◆ Passage to read ◆
-------------------------
Why Bhedābheda is Difficult

However, this change is not trivial, because even the most learned people hold logic and arithmetic sacred. Understanding Bhedābheda means rejecting both ideas. For example, because 5 follows 1, therefore, 5 is produced from 1 and whatever is produced from 1 is included inside 1. Thereby, 5 is included inside 1. You might think that 1 is smaller than 5, so how can 5 be inside 1? And the answer is that the bigger number is a smaller meaning because numerous individual entities we count by numbers are parts of the whole that comes first. This also means that you can add any number to 1, and the result would still be 1 because 1 already contains all numbers. Adding other numbers to 1 is like a student repeating the information received from a teacher back to the teacher; that is not going to make the teacher more knowledgeable.

Quantity addition depends on the idea that all individuals are equal. For example, if we add 5 things, then we assume that the things being added are equally individual and hence the result is 5. One thing is not a partial individual and the other thing is not a fuller individual. They are all equally individual. But this idea is false. God is a big individual and we are small individuals. Thereby, all individuals are not equal, and if we add five things, and one of those things is God, then the result is only 1 thing. Arithmetic, therefore, depends on the assumption that all individuals are equal. If instead, we understand that all individuals are not equal, then quantitative addition fails. The equality of individuality is a principle we get from religion, and that principle then propagates into the study of the material world.

If instead individuality is qualitative, then some individual is also a superior quality which makes them a bigger person. If we strip the qualities from the person, then each individual becomes equal. Thereby, quantitative addition is the consequence of stripping persons of their qualitative individuality.

I’m making all these points to illustrate how revolutionary the identity-and-difference way of thinking is that it requires us to discard conventional logic and arithmetic. All these rejections are based on the ideas of the self.
-------------------------
Records contained in a dataset

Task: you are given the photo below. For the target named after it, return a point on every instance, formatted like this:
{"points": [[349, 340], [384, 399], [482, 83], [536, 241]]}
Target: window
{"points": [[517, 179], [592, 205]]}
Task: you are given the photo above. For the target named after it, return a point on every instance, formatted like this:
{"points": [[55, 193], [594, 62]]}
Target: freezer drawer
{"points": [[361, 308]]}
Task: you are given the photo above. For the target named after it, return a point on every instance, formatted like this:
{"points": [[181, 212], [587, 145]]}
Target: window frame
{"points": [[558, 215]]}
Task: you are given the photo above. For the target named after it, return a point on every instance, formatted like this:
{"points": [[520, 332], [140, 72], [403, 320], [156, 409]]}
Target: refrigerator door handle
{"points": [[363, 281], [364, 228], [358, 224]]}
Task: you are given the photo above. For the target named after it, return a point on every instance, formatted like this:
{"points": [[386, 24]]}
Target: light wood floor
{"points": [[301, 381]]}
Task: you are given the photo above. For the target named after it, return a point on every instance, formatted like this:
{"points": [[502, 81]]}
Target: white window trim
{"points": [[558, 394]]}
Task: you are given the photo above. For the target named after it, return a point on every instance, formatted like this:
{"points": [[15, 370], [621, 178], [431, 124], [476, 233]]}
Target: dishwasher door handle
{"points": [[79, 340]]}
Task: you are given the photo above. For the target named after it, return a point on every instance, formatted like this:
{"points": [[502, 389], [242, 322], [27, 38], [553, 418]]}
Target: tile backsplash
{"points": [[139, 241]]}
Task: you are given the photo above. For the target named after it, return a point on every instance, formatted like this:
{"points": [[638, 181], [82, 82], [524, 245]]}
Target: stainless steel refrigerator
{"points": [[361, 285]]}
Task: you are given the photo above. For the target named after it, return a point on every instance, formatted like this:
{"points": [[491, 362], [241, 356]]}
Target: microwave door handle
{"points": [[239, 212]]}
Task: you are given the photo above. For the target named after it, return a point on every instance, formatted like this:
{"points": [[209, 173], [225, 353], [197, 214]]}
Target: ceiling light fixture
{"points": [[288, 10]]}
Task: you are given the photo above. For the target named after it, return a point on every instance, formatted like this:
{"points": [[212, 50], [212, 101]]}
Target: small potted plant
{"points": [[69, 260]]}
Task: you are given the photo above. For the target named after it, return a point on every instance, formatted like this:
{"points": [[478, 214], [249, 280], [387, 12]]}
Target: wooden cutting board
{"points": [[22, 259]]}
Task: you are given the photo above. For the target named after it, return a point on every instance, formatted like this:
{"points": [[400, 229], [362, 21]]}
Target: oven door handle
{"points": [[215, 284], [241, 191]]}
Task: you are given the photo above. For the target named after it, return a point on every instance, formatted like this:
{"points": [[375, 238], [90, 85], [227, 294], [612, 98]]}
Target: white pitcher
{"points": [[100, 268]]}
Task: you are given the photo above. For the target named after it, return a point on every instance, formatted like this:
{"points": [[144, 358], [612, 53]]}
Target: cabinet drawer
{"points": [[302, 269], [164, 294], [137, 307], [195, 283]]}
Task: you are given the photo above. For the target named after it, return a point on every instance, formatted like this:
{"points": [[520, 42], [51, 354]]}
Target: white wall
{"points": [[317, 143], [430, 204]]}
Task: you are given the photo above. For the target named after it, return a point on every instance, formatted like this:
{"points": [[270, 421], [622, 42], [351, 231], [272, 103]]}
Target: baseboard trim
-------------------------
◆ Objective ◆
Continue the passage on why Bhedābheda is difficult from its final sentence. These items have no connection to the passage on Bhedābheda.

◆ Answer to this task ◆
The illustration of this fact in religion is that if you add all the tables, chairs, stars, planets, houses, animals, humans, etc. in zillions of universes, then the result would be one thing–God. God is not huge in size. He looks just like we look. And yet, everything is a fraction of God. So long as we are conditioned to arithmetic addition as the idea of whole and part, we can never understand how God can be a gurgling baby in an affectionate mother’s arms, and yet a physically bigger mother would be a part of His baby-like person. Then what to speak of millions of universes being a part of God. All these things are possible only if we can give up mundane ideas of logic and arithmetic-driven notions of bigness. At the least, the Sāñkhya and Bhedābheda philosophies are inconceivable because are we conditioned to logic and arithmetic.

To understand all these things, we have to move over from quantities to qualities. Semanticism means thinking in terms of qualities. God is the original quality. And if we add up all the qualities in all the universes and their components then the result would be one quality–God. In terms of qualities, all these universes embody the partial qualities of God, and so they are parts of God. That has nothing to do with “size”. Rather, “size” simply means infinite minor quality variations within a narrow subset of qualities. The greater the granular differences within the narrow subset of qualities, the “bigger” is the universe. Therefore, a huge universe can be created from one pore of hair on God’s body. That universe elaborates the details which are summarized and are innately present within one pore of hair on God’s body. Since the universe can be compressed inside the pore of a hair on God’s body, therefore, all quantitative thinking along with the logic of separated things must be thrown away. That logic of separate things, which then leads to the idea of arithmetic addition is a hindrance in understanding qualitative addition.

The point is simple. Any intelligent person is likely to ask: How can God be a baby in a mother’s arms? Isn’t the mother bigger than the baby, so the mother is likely to produce the baby rather than the baby to produce the mother? Isn’t the mother temporally prior to the child? How can a universe be created from the pores of God’s body? How can God appear in this world looking like a human, and yet be the origin of everything? How can the source of everything be inside the thing produced from the source? I would not be exaggerating if I said that there are millions of such questions. Thousands of years are required to even compile all these questions. But all of these questions have one answer: Think in terms of qualities, use the Bhedābheda system of reasoning, and you can answer all the questions yourself.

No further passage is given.